* MATERIAL PROVIDED
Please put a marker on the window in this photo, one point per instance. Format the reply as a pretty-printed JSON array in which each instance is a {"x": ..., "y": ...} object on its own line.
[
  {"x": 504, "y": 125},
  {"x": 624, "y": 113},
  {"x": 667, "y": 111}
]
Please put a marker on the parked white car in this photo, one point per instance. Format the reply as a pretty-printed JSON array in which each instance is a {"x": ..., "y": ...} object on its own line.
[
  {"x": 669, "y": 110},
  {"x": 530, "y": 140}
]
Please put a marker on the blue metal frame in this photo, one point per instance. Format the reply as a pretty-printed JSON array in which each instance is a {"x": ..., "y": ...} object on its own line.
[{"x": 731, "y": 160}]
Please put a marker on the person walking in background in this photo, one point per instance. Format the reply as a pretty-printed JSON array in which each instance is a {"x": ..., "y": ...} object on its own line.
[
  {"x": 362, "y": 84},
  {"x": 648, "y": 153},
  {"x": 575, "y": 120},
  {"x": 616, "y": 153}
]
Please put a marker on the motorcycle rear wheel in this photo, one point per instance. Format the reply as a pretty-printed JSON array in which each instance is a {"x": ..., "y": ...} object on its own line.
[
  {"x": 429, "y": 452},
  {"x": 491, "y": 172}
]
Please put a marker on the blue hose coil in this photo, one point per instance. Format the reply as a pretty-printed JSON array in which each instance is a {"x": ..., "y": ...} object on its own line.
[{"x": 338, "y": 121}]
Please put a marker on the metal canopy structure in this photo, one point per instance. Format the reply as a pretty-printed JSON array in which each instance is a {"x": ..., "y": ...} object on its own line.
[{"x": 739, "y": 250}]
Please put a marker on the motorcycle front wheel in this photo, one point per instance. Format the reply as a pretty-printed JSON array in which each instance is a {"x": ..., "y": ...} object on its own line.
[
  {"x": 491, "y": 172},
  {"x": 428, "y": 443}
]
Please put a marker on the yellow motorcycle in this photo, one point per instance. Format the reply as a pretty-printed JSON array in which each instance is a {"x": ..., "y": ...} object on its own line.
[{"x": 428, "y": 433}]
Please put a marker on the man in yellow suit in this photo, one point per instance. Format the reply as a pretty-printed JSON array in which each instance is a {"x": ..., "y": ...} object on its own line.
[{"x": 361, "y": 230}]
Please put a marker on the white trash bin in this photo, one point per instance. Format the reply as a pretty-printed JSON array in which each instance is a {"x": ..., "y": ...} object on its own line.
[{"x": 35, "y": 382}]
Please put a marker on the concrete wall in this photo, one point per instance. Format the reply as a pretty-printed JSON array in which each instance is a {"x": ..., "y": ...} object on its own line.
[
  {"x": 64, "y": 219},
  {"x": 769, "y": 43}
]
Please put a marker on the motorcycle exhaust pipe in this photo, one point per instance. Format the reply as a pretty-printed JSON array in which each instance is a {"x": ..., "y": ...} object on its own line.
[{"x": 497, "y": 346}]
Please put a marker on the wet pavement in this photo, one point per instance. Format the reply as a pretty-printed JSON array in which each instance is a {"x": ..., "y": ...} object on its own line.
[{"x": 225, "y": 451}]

* TASK STATEMENT
Nothing in the listing should change; repeat it in full.

* SOLUTION FOR THIS PROBLEM
Please put a marker on the window in this photo, one point per instance. Format the reply as a pretty-printed JSON array in which each instance is a {"x": ..., "y": ...} object on its own line.
[
  {"x": 504, "y": 125},
  {"x": 624, "y": 113},
  {"x": 667, "y": 111}
]
Please put a marker on the parked white car in this photo, one point per instance. Format the reply as a pretty-printed JSON array in which each instance is a {"x": ..., "y": ...} object on its own line.
[
  {"x": 669, "y": 110},
  {"x": 530, "y": 140}
]
Please put a marker on the blue metal frame in this photo, one point per instance. Format the reply as a pretty-printed JSON array in which each instance is a {"x": ..., "y": ...} object on its own line.
[{"x": 731, "y": 160}]
Please put a marker on the person walking in background in this photo, one point per instance. Format the reply as a pretty-printed JSON array in which each instance is a {"x": ..., "y": ...} object on its own line.
[
  {"x": 362, "y": 84},
  {"x": 648, "y": 153},
  {"x": 575, "y": 120},
  {"x": 616, "y": 153}
]
Please put a marker on the motorcycle rear wheel in this photo, one point per instance. Format the reply as a pretty-printed JSON array in which each instance is a {"x": ..., "y": ...} object on its own line.
[
  {"x": 429, "y": 452},
  {"x": 491, "y": 172}
]
Please put a marker on the blue hose coil in this photo, one point per instance. Format the reply as a pretty-printed JSON array in which each instance is a {"x": ..., "y": ...} object on its own line.
[{"x": 338, "y": 121}]
Please put a marker on the metal canopy structure in this photo, one point per instance. Format the reply as a pretty-printed JSON array in which each instance is a {"x": ..., "y": ...} object on its own line.
[{"x": 739, "y": 250}]
Please put a marker on the motorcycle front wheel in this photo, one point per instance. Format the reply as a pretty-printed JSON array in which each instance is a {"x": ..., "y": ...} object on its own line.
[
  {"x": 491, "y": 172},
  {"x": 428, "y": 443}
]
Please put a marker on the yellow motorcycle in this photo, one point per instance. Format the reply as a pretty-printed JSON array in which each instance is a {"x": ..., "y": ...} object on its own line.
[{"x": 428, "y": 433}]
Please put a marker on the man in yellow suit in this photo, one point per instance. Format the reply as a pretty-printed JSON array in which each instance is a {"x": ..., "y": ...} object on its own line.
[{"x": 361, "y": 230}]
Please put a marker on the white trash bin in this photo, one point per instance. Format the reply as a pretty-printed JSON array in which each instance is a {"x": ..., "y": ...} object on its own line.
[{"x": 35, "y": 382}]
Please put a marker on the concrete wall in this photo, one point per instance. Format the reply as a pretty-printed JSON array in which each instance is a {"x": ..., "y": ...} object on its own line.
[
  {"x": 64, "y": 219},
  {"x": 769, "y": 43}
]
Please put a marker on the motorcycle exhaust pipe in this photo, one point per instance. Format the reply as a pretty-printed JSON array in which each instance is a {"x": ..., "y": ...} object on its own line.
[{"x": 497, "y": 346}]
Please put a marker on the wet pavement in this photo, one point per instance. Format the reply as a pretty-printed JSON array in which each instance is a {"x": ..., "y": ...} object on its own line.
[{"x": 225, "y": 451}]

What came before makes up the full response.